Citation: 2007 FC 778

OTTAWA, Ontario, July 26, 2007

PRESENT:     The Honourable Max M. Teitelbaum

 

 

BETWEEN:

VENEISHA YOLANDA LEWIS

Applicant

and

 

THE MINISTER OF CITIZENSHIP AND IMMIGRATION

Respondent

 

REASONS FOR JUDGMENT AND JUDGMENT

 

[1]               This is an application for judicial review of a decision of a Pre-Removal Risk Assessment Officer (the Officer) concluding that the Applicant did not face any risk should she be returned to either of her two countries of citizenship, that is Jamaica and Grenada.

FACTS

[2]               The Applicant is 25-years-old and is a Jamaican citizen by birth and a citizen of Grenada though marriage. She is married to a permanent resident of Canada and together they have a Canadian citizen daughter who was born August 8, 2002. She arrived in Canada on June 25, 2001 as a visitor and remained after her status expired.

[3]               The Applicant states that she experienced marital difficulties and that her husband became abusive. On April 2, 2006, the Applicant called the police complaining of assault by her husband.  She told the police that she had hit him back and a police investigation commenced. As a result of the investigation, she came to the attention of Canada Border Services Agency on April 4, 2006 when they were investigating her for abuse of her husband, after she admitted striking him. She and her daughter are currently living separate and apart from her husband.

 

[4]               The present PRRA is the first consideration of the applicant’s risk, as she never had a refugee hearing never having filed a claim for refugee status.

 

[5]               The Applicant claims that she met a boy in Jamaica when she was around 12-years-old and was friends with him.  Six years later she states that she saw him again and they decided to keep in touch.  She claims he tried to commence a relationship, but she told him she was seeing someone else.  He became possessive and she claims he stalked her.  She found out he was the leader of a gang and that he sold crack/cocaine. She states that on one occasion he pulled a knife and put it on her side and that on another occasion he punched her in the face for talking to her school friends.  She did not provide the Officer with the alleged persecutor’s name or the location of the persecution, nor did she report the incidents to the police.

 

 

 

Decision of the PRRA Officer

[6]               The Officer first noted that the Applicant did not identify the country she fears to return to.  However, since the persecutory events identified by the Applicant seem to have taken place during her school days, the Officer expressed her assumption that the Applicant claimed a fear of persecution in Jamaica. This assumption was not countered by the Applicant. The Officer then noted that the Applicant’s story was not provided in the form of affidavit, sworn statement, or a signed letter or note.

 

[7]               The Officer concluded that the Applicant’s actions do not demonstrate a subjective fear for two reasons.  First, the Applicant visited Grenada and then reavailed herself in Jamaica. Second, she did not identify any risk to Canadian authorities for five years.

 

[8]               The Officer than noted that, regardless of any risk that might exist in Jamaica, the Applicant did not identify an agent of harm in Grenada, a country in which she also has citizenship. Nor did she mention how the Jamaican agent of persecution would be able to continue stalking her in Grenada. Thus, the Officer concluded she would be protected in Grenada.  The Officer went so far as to state that even if the Jamaican stalker posed a risk in Grenada, the state would be able to protect the Applicant because women’s access to state protection is not impeded and the willingness of police to investigate and prosecute cases of domestic violence demonstrates that the applicant would be protected.

- [Provided data]:
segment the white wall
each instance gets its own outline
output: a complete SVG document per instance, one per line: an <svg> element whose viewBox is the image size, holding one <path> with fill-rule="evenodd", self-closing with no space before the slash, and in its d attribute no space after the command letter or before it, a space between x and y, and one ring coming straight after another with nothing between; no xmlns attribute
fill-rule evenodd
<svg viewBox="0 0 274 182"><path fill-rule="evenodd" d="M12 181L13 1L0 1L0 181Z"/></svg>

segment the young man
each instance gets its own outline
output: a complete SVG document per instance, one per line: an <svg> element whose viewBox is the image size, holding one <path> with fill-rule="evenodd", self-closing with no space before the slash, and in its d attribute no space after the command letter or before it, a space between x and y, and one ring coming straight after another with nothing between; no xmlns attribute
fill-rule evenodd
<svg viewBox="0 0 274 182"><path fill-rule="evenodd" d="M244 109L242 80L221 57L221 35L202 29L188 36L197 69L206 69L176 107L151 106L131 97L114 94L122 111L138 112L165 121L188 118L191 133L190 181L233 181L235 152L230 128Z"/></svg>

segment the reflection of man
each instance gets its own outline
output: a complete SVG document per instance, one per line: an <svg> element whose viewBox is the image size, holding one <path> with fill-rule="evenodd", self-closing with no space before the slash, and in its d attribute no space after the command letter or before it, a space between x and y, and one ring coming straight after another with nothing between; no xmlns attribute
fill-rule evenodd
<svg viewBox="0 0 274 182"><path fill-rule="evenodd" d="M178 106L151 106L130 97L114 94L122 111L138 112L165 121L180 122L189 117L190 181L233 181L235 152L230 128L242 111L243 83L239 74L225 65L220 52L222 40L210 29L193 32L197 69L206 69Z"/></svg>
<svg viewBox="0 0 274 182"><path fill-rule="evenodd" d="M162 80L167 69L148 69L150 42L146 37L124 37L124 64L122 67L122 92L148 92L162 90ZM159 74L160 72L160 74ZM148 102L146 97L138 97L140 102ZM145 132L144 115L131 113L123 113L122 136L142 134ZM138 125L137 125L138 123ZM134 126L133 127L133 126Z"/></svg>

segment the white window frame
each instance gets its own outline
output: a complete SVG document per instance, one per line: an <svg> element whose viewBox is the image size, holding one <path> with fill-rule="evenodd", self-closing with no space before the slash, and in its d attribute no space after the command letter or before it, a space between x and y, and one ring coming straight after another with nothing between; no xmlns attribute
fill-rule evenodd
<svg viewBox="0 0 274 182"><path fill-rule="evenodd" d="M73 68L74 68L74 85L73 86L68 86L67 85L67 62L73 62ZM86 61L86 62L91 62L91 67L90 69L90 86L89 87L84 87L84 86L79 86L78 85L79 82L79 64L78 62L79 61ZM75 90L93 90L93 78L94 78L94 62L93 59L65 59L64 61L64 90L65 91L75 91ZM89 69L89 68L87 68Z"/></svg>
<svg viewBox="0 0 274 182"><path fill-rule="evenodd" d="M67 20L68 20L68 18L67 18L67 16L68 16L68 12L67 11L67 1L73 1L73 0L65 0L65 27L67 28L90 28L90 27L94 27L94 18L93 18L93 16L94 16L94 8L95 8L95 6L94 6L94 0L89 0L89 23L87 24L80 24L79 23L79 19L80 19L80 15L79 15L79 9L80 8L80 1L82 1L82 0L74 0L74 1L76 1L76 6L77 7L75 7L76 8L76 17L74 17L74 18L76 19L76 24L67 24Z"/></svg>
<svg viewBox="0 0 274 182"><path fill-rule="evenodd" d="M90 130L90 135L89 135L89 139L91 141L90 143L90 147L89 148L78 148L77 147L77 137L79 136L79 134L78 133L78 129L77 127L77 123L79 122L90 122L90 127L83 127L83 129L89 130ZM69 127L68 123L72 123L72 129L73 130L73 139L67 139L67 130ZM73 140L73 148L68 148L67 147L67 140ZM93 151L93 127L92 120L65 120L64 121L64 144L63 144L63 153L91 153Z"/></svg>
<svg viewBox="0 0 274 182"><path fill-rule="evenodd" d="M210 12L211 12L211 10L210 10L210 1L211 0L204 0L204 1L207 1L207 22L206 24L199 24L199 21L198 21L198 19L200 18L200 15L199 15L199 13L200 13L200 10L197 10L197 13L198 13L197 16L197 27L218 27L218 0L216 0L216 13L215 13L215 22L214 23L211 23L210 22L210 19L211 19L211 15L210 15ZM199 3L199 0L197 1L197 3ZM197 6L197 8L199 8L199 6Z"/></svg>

- [Written request]: Reproduce the part of the judgment that begins at the words "[5]               The Applicant" and stops after "to the police.". The rows play no part in this work.

- [Worked solution]:
[5]               The Applicant claims that she met a boy in Jamaica when she was around 12-years-old and was friends with him.  Six years later she states that she saw him again and they decided to keep in touch.  She claims he tried to commence a relationship, but she told him she was seeing someone else.  He became possessive and she claims he stalked her.  She found out he was the leader of a gang and that he sold crack/cocaine. She states that on one occasion he pulled a knife and put it on her side and that on another occasion he punched her in the face for talking to her school friends.  She did not provide the Officer with the alleged persecutor’s name or the location of the persecution, nor did she report the incidents to the police.